Swimming, Pneumonia and all things Kenya

Our flight to Kenya should have been a real pleasure, less than a third full, not too long and full of Virgin Atlantic’s usual customer care. Unfortunately I was still suffering the effects of a cold, so I found an empty row of seats and tried my best to will away the time, feeling rather sorry for myself.

Warm clean air and a host of smiling locals greeted us on arrival and we were relieved to see all our kit approaching on the back of a wee tractor. Why is it that I only ever have airport issues in the UK?

Tired, yet happy to be there, we loaded our shiny Dropzones onto the ancient yet reliable 4×4. Lexi, our driver, chatted about all things Kenya while we headed north. About an hour out of Nairobi we stopped to scout a couple of 60 footers and although they looked good to go, we settled for a local beer and some food, probably the wise choice as we were still feeling the effects of 24 hours travelling.

### Data lines

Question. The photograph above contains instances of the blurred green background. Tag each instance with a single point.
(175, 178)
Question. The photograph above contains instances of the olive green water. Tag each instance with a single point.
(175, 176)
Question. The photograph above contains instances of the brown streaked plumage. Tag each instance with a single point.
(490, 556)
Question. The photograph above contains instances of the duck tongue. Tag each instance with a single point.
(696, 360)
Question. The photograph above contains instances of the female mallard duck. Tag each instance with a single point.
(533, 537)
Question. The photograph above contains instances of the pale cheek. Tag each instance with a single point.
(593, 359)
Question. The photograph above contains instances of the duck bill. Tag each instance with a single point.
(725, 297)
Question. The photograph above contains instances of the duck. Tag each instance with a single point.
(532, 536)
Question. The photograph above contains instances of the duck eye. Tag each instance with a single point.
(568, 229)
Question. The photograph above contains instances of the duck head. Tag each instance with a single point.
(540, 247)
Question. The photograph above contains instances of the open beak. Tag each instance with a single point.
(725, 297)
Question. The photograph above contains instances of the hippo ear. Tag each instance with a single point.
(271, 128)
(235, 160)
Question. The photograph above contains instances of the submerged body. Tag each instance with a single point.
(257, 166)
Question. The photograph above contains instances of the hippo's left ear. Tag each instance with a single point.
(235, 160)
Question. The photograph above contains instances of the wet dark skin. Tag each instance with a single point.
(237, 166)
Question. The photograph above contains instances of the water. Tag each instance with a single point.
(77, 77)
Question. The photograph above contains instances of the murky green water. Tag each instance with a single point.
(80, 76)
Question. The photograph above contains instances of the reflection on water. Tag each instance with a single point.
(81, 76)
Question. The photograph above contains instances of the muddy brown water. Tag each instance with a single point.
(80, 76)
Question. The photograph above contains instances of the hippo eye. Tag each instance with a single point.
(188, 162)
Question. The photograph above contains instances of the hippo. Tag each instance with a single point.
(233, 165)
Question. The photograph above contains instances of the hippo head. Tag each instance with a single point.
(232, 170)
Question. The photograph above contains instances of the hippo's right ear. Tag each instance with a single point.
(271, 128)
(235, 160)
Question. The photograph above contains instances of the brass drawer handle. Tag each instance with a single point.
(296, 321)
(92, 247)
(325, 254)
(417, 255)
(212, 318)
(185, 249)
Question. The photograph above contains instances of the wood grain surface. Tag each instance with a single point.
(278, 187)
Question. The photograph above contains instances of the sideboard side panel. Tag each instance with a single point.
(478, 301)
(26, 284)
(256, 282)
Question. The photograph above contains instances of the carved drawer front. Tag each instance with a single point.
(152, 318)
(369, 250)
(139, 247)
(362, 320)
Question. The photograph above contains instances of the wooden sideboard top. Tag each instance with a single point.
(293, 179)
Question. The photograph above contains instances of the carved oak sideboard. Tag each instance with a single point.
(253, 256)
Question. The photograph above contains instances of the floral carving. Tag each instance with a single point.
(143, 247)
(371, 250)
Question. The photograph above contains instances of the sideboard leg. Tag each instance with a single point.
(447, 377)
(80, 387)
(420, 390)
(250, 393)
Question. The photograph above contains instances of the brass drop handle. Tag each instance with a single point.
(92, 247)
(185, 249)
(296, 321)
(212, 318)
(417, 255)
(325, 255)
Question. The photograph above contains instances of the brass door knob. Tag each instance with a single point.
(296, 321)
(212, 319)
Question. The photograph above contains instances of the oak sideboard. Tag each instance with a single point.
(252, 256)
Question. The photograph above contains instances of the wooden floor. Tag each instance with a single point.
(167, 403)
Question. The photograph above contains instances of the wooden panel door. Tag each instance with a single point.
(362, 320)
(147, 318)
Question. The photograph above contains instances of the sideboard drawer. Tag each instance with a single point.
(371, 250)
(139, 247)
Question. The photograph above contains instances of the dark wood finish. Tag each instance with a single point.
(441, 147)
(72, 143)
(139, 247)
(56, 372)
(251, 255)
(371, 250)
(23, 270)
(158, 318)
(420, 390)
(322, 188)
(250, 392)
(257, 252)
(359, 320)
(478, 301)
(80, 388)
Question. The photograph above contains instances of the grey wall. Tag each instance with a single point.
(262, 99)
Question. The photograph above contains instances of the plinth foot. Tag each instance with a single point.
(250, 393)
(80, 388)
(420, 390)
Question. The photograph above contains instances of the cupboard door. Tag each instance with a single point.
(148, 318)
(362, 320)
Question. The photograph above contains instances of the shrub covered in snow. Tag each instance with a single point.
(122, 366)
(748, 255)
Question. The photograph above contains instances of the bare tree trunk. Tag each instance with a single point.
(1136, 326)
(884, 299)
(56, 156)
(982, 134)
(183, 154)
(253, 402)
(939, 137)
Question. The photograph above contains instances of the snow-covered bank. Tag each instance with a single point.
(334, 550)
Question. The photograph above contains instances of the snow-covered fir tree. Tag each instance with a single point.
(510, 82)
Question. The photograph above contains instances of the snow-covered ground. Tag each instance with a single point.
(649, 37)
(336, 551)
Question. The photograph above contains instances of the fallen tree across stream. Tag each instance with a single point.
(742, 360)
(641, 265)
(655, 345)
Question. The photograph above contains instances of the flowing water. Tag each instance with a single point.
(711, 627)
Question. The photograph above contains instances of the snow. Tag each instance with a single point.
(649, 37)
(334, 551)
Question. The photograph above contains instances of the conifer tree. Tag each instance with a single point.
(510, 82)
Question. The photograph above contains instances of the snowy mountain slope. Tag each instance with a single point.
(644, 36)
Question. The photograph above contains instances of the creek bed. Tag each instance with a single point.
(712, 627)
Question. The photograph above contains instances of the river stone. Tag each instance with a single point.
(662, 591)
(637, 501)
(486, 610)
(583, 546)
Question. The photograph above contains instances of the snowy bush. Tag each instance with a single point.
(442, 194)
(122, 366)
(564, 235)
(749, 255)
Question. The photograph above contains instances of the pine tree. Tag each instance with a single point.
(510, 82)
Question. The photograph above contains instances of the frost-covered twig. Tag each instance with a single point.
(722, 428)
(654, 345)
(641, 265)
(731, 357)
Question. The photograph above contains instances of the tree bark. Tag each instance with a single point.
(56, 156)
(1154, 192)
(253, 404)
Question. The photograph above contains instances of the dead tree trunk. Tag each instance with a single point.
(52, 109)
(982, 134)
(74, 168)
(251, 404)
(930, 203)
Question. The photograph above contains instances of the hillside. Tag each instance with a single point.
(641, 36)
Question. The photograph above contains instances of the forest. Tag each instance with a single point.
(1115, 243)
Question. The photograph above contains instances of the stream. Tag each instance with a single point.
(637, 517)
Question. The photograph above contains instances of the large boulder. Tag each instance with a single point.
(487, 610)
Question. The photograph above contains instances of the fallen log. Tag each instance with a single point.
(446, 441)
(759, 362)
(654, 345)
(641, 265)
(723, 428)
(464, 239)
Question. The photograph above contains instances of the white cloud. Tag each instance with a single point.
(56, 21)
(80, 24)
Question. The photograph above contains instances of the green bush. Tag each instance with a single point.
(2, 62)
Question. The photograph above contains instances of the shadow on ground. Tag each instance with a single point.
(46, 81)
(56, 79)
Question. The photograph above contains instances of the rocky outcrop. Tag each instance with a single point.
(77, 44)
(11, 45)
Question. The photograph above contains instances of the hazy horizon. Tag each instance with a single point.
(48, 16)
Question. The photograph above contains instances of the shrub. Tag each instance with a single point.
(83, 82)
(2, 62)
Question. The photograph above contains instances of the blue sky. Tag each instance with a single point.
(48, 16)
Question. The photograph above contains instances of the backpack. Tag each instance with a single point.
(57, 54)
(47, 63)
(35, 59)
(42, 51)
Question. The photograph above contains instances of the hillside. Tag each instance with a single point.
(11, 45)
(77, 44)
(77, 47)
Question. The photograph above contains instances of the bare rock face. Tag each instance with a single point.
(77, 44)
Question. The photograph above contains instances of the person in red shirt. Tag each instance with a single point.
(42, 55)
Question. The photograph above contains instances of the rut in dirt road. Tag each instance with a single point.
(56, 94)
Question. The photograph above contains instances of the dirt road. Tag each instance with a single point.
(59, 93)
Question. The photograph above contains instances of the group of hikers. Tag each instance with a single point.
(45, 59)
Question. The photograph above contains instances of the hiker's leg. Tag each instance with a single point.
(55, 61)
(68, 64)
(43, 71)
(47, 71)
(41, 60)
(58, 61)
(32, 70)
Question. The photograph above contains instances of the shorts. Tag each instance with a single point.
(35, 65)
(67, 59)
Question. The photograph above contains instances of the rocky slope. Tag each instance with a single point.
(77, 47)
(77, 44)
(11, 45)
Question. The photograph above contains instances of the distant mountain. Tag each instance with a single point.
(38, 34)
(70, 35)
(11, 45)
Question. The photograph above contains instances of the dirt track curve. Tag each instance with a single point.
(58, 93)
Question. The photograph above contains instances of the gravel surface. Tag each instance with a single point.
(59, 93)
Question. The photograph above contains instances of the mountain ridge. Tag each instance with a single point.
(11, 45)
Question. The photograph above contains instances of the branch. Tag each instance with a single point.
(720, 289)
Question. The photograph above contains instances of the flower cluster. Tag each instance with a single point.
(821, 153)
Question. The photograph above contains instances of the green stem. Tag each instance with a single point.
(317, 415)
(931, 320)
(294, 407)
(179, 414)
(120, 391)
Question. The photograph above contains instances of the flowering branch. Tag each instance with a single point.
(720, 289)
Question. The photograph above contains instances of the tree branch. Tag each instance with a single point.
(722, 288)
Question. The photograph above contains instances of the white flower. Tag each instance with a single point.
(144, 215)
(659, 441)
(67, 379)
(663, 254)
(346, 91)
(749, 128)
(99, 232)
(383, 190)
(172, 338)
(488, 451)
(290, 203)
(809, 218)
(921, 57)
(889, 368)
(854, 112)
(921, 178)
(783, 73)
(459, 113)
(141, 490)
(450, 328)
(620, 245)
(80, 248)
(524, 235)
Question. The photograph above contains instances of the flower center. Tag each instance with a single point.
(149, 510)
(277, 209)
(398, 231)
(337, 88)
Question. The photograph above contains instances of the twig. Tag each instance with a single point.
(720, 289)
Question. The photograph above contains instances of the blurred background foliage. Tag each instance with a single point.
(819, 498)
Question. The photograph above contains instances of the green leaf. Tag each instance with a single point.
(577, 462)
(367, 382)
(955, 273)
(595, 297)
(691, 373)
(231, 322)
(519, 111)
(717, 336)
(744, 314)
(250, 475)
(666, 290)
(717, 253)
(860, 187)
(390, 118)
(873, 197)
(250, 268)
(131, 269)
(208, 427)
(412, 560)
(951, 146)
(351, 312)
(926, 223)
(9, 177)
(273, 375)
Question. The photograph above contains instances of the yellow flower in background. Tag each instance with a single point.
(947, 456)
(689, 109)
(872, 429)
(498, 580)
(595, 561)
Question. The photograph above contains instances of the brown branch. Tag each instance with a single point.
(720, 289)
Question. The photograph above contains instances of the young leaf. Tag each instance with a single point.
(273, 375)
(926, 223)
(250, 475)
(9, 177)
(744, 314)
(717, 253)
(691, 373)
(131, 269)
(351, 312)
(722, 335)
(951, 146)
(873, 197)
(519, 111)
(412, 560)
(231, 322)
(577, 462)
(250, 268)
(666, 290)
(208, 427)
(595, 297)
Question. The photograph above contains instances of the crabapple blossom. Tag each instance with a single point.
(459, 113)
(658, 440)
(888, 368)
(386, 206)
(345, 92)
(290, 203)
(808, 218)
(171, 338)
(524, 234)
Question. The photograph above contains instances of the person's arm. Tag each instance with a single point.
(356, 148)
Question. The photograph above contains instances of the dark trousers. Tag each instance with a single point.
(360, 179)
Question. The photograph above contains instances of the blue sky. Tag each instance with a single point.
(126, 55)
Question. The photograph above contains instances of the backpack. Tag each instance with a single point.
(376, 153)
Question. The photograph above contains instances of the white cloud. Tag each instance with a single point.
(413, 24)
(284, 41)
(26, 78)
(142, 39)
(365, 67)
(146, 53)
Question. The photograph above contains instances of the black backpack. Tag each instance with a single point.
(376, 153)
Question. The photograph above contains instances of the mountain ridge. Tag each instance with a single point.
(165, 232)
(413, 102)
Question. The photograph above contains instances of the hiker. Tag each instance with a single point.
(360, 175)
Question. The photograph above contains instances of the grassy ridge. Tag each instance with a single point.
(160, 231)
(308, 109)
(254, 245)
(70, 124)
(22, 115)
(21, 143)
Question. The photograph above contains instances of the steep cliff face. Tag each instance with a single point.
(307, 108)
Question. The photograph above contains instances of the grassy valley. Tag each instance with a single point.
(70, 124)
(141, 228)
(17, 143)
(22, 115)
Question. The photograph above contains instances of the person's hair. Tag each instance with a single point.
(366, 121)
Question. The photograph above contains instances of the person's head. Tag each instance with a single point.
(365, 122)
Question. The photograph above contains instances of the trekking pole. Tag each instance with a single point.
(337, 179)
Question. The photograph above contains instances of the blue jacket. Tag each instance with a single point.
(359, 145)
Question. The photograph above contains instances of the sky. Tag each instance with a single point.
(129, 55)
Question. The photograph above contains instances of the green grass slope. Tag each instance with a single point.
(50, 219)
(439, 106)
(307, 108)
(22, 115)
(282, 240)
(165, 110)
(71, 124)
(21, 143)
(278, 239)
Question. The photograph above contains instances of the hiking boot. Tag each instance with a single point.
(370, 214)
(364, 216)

### Instructions
A – Name every geographic place that the Kenya travel account mentions by name.
B – Show each line of the records that contains the string "tree", treating uppercase and lowercase as different.

### Answers per task
A – Kenya, the UK, Nairobi

B –
Question. The photograph above contains instances of the bare tree trunk. Tag each instance with a single point.
Question. The photograph above contains instances of the snow-covered fir tree. Tag each instance with a single point.
Question. The photograph above contains instances of the fallen tree across stream. Tag each instance with a single point.
Question. The photograph above contains instances of the conifer tree. Tag each instance with a single point.
Question. The photograph above contains instances of the pine tree. Tag each instance with a single point.
Question. The photograph above contains instances of the tree bark. Tag each instance with a single point.
Question. The photograph above contains instances of the dead tree trunk. Tag each instance with a single point.
Question. The photograph above contains instances of the tree branch. Tag each instance with a single point.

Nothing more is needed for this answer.